> **PROMPT**
Select and copy every line of the listing below that contains the word "chevron". Count a line only if the word appears there in the same case.
-- -- --
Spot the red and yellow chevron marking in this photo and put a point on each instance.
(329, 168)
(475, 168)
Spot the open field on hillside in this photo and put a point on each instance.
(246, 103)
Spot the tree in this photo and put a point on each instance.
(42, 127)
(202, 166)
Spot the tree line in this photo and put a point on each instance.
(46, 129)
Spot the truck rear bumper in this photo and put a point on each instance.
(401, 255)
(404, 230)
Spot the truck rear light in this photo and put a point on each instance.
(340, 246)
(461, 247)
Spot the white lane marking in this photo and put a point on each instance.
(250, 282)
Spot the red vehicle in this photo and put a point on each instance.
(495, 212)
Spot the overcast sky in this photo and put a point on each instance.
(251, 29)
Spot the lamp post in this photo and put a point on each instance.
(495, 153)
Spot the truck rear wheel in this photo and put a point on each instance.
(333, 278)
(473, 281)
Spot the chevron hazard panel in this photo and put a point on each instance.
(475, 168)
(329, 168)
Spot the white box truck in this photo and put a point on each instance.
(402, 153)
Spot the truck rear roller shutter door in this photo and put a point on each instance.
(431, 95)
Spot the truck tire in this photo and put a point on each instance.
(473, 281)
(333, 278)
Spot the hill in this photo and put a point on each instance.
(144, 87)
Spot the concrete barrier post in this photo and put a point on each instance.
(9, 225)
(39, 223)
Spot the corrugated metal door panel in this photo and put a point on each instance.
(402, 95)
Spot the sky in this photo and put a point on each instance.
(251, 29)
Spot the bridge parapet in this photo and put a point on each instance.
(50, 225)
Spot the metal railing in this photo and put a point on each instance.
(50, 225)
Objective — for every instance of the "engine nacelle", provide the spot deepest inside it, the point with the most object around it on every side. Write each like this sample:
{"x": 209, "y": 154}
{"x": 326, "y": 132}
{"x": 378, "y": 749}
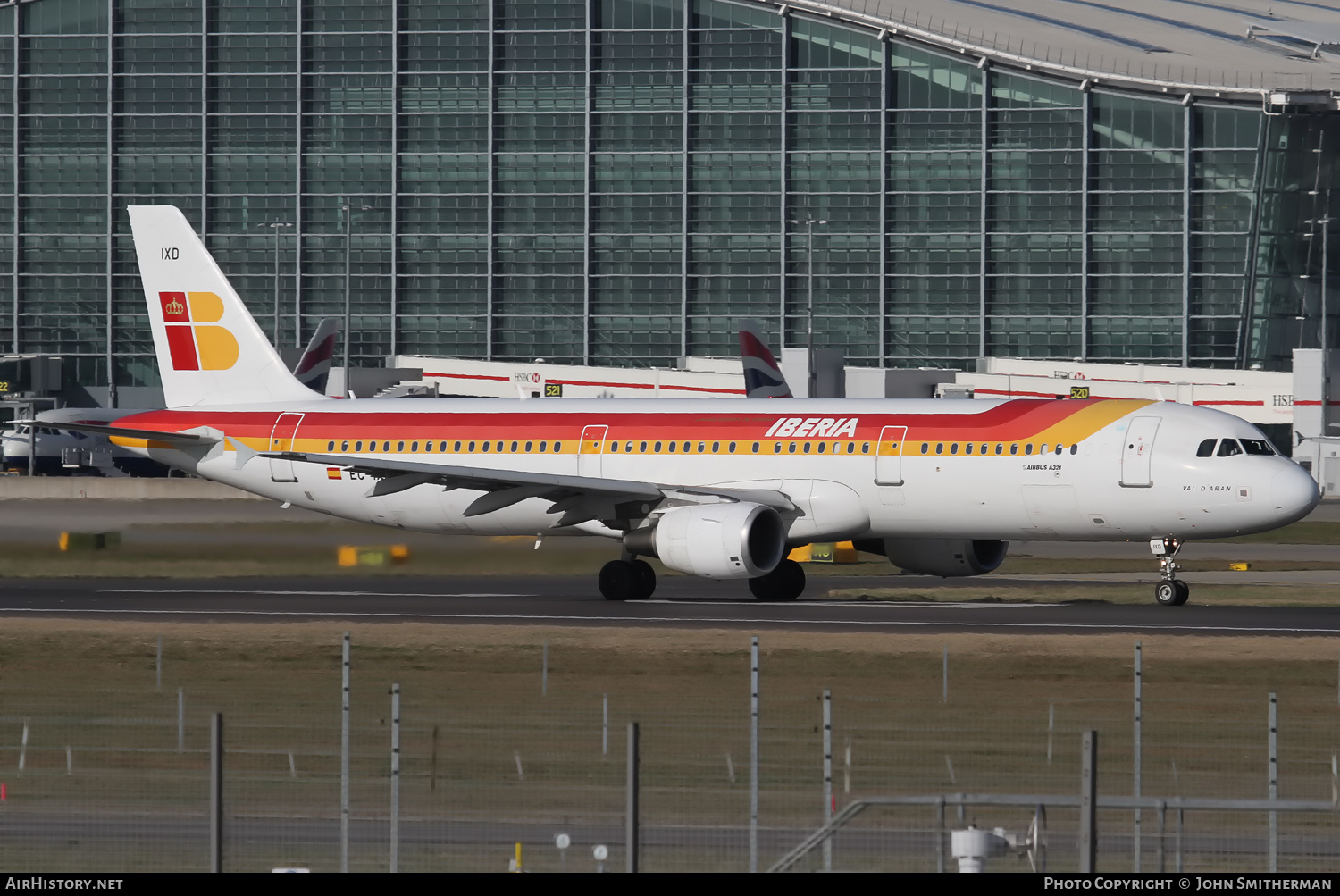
-- -- --
> **SOLUTION FOR THIS PROBLEM**
Spot the red and yellow chevron marking in this photo and put a point on each instance.
Spot the chevron hazard panel in this photo and put a point on each instance.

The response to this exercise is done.